GCC’s top 50 brands see 23pc rise in value
DUBAI, May 7, 2015
The total brand value for the Middle East’s top 50 brands has increased 23 per cent between 2014 and 2015 from $50.3 billion to $61.7 billion, a report said.
Forty-four of the 50 brands have recorded double digit brand value growth rates over the last year, some by as much as 91 per cent, added the Brand Finance Mena 50, the definitive list of the Middle East’s top 50 most valuable brands, published by Brand Finance, the world’s leading brand valuation and strategy consultancy.
The UAE is top when the brand values for each country are totalled. It has reclaimed the title from Saudi Arabia, which last year pulled ahead for the first time. The combined value of all 16 Emirati brands is $25.5 billion, while the 17 brands from Saudi Arabia total $21.7 billion.

* EXERCISE REQUIREMENTS *
(a) Answer these questions about the brand value report:
(i) What was the total brand value of the Middle East's top 50 brands in 2014?
(ii) How many of the 50 brands recorded double digit brand value growth over the last year?
(iii) What is the combined value of the 16 Emirati brands?
(b) Could you write out the brand value report again, starting with "GCC’s top 50" and going on through "total $21.7 billion.", swapping "Saudi Arabia" for "KSA"?

* Pointing rows *
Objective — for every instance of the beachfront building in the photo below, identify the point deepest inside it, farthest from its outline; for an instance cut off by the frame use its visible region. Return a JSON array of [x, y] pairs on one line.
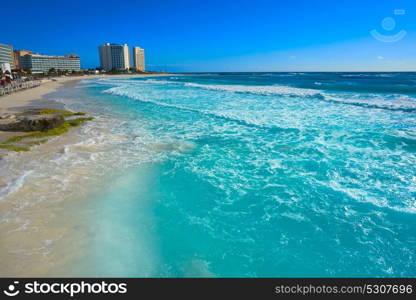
[[38, 63], [114, 56], [138, 58], [6, 56], [17, 54]]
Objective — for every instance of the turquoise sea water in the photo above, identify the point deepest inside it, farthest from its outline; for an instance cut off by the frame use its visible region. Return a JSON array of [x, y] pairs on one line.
[[253, 175]]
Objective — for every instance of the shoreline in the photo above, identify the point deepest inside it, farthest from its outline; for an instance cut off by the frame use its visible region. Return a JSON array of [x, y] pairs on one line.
[[34, 98], [27, 98]]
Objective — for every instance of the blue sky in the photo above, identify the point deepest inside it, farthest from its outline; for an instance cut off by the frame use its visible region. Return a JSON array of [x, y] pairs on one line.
[[185, 35]]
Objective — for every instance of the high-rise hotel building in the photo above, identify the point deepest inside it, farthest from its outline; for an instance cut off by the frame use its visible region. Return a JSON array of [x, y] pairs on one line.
[[17, 54], [138, 58], [6, 57], [38, 63], [114, 56]]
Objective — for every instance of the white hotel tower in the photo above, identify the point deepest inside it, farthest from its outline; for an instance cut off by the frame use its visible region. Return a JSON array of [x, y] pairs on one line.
[[114, 56]]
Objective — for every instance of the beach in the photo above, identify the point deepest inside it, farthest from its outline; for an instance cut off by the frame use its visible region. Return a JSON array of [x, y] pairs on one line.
[[236, 175]]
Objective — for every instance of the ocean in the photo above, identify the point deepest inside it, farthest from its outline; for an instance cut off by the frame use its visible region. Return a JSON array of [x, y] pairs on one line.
[[222, 175]]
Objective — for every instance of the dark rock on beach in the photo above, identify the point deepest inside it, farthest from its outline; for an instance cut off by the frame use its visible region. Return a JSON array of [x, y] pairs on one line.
[[31, 122]]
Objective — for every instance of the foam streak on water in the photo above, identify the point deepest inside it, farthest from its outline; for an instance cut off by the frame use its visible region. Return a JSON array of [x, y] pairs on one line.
[[278, 174]]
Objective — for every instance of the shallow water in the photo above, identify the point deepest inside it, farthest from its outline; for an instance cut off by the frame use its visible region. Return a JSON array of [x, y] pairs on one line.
[[279, 174]]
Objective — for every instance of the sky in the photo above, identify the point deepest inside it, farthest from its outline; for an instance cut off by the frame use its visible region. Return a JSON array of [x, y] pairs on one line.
[[227, 36]]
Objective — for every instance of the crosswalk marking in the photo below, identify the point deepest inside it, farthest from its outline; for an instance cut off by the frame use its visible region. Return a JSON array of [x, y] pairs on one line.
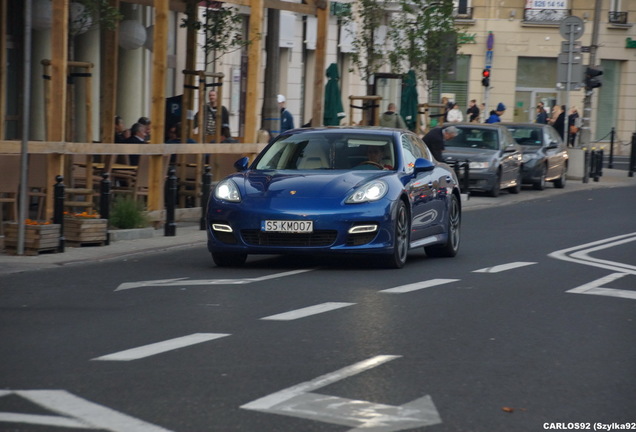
[[418, 285], [161, 347], [308, 311], [504, 267]]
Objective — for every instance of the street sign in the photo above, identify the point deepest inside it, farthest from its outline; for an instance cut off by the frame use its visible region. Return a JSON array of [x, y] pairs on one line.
[[299, 401], [572, 25]]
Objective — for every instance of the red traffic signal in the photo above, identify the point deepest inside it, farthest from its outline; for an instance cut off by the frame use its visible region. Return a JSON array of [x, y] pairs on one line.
[[485, 81]]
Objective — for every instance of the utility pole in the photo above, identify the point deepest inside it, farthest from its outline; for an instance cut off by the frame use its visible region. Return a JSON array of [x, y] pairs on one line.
[[586, 134]]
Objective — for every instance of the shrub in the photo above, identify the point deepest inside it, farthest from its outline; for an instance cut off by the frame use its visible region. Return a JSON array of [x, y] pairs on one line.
[[127, 213]]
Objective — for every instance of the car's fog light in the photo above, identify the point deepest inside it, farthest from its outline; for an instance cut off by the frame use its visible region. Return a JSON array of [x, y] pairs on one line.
[[359, 229], [221, 227]]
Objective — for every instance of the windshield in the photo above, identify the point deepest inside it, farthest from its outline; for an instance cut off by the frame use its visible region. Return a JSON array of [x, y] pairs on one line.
[[527, 136], [475, 138], [320, 151]]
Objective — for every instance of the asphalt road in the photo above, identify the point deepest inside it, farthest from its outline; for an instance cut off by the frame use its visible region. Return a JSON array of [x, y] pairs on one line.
[[533, 324]]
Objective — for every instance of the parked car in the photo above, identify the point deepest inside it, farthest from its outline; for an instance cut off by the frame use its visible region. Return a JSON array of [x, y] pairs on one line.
[[493, 156], [342, 190], [545, 155]]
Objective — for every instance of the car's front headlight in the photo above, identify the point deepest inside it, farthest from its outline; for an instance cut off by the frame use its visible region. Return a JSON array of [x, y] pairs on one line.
[[227, 190], [371, 191], [527, 157], [479, 165]]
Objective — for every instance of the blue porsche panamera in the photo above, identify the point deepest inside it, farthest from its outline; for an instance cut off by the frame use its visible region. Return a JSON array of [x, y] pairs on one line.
[[337, 190]]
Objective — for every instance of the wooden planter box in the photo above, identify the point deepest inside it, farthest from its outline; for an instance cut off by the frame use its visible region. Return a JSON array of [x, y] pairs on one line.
[[37, 238], [82, 231]]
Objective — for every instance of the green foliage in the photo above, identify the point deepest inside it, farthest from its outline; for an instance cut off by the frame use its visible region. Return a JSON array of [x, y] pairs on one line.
[[127, 213], [101, 10], [425, 38], [222, 27], [368, 57]]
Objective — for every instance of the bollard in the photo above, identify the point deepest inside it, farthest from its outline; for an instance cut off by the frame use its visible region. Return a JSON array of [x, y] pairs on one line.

* TASK-BY-TASK ANSWERS *
(a)
(i) $50.3 billion
(ii) Forty-four
(iii) $25.5 billion

(b)
GCC’s top 50 brands see 23pc rise in value
DUBAI, May 7, 2015
The total brand value for the Middle East’s top 50 brands has increased 23 per cent between 2014 and 2015 from $50.3 billion to $61.7 billion, a report said.
Forty-four of the 50 brands have recorded double digit brand value growth rates over the last year, some by as much as 91 per cent, added the Brand Finance Mena 50, the definitive list of the Middle East’s top 50 most valuable brands, published by Brand Finance, the world’s leading brand valuation and strategy consultancy.
The UAE is top when the brand values for each country are totalled. It has reclaimed the title from KSA, which last year pulled ahead for the first time. The combined value of all 16 Emirati brands is $25.5 billion, while the 17 brands from KSA total $21.7 billion.